## Given exercise A
Reproduce verbatim the part of the essay-writing passage from "Writing essays is" to "activity at all.".

## Provided passage
****

Wednesday, 4 December 2019

Academic essay writing: the thoughts of a somewhat wayward student



Writing essays is hard work—even writing a postcard without resorting to stock phrases is not exactly easy. Yet this is hardly surprising, because writing is not natural to primates!—in fact, it is not a natural activity at all.

I confess to being averse to planning my essays. This could admittedly be put down to laziness; but I feel rather, that it is because I do not want to be tied down to a paragraph–by–paragraph plan which tends – if I may so express it – towards the somewhat tedious process of having to ‘fill them in’. Because an essay is just like a letter—in the sense that, although you begin with a general idea of what you are going to say,  it only takes its particular expression and shape as you write it, and it’s the act of writing that brings out things that were unimagined when you started. So it is that I fear loss of spontaneity—feeling, as I often do, like the essayist William Hazlitt, in that, ‘I seldom see my way a page or even a sentence before me . . .’ Yet Hazlitt was a great writer; his essays wonderfully discursive; and therefore not a good model for literary academic writing.

****

## Task material
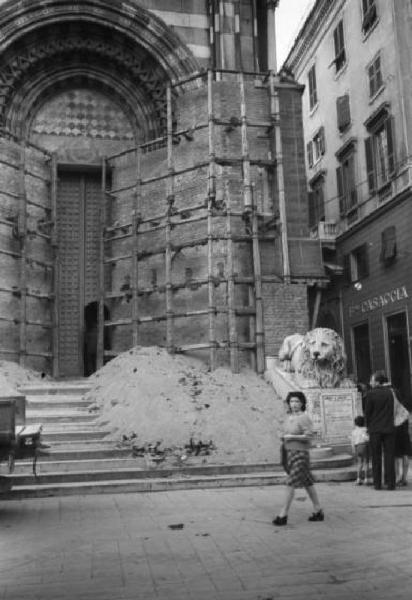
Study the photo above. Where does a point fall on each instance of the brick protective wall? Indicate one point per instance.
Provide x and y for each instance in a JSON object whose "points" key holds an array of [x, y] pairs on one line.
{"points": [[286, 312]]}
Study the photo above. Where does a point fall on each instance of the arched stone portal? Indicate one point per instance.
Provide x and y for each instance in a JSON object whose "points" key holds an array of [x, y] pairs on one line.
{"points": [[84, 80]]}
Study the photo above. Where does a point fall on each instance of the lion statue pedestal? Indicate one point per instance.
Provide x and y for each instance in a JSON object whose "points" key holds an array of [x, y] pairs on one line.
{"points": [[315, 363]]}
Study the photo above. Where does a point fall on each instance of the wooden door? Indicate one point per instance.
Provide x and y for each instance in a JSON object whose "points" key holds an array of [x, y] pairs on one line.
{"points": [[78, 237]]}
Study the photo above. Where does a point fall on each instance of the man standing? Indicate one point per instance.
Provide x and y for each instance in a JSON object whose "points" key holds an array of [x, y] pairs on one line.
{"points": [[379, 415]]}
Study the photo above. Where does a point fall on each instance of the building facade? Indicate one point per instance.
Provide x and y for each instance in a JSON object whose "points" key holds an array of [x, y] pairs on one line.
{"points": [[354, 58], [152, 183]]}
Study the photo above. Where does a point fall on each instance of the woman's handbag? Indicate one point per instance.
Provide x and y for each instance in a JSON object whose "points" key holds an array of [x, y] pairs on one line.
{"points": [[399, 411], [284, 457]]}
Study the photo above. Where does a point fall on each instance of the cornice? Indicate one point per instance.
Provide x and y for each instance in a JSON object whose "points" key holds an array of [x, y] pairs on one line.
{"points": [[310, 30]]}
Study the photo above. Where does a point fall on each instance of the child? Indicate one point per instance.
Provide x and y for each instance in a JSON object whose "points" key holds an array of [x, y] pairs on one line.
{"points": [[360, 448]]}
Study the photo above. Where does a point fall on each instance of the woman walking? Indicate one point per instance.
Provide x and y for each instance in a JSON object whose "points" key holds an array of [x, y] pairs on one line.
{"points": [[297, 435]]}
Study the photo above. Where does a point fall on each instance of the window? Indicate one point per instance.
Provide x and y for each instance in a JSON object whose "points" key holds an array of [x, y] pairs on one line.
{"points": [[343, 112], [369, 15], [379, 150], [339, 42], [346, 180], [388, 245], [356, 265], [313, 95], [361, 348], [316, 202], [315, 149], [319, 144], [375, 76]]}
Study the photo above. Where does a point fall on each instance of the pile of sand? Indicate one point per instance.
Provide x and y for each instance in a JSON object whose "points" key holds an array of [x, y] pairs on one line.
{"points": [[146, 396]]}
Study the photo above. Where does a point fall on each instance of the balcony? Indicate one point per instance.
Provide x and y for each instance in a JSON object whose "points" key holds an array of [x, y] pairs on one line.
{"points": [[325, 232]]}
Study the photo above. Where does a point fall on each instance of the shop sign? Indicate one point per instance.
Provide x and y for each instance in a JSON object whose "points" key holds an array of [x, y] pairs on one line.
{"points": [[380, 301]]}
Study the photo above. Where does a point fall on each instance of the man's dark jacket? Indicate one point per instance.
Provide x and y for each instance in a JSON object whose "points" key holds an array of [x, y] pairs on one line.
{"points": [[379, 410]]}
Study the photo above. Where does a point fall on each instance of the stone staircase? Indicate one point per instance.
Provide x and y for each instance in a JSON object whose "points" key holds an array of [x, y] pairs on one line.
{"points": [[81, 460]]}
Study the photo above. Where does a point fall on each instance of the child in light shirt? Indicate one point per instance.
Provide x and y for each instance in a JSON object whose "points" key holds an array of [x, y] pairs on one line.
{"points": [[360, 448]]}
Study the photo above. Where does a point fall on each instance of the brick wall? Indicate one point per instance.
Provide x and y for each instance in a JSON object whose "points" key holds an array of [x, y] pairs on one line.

****

## Given exercise B
Find each line in the rows that contains the string "stone", and copy those lines out.

## Expected answer A
Writing essays is hard work—even writing a postcard without resorting to stock phrases is not exactly easy. Yet this is hardly surprising, because writing is not natural to primates!—in fact, it is not a natural activity at all.

## Expected answer B
Study the photo above. Where does a point fall on each instance of the arched stone portal? Indicate one point per instance.
Study the photo above. Where does a point fall on each instance of the stone staircase? Indicate one point per instance.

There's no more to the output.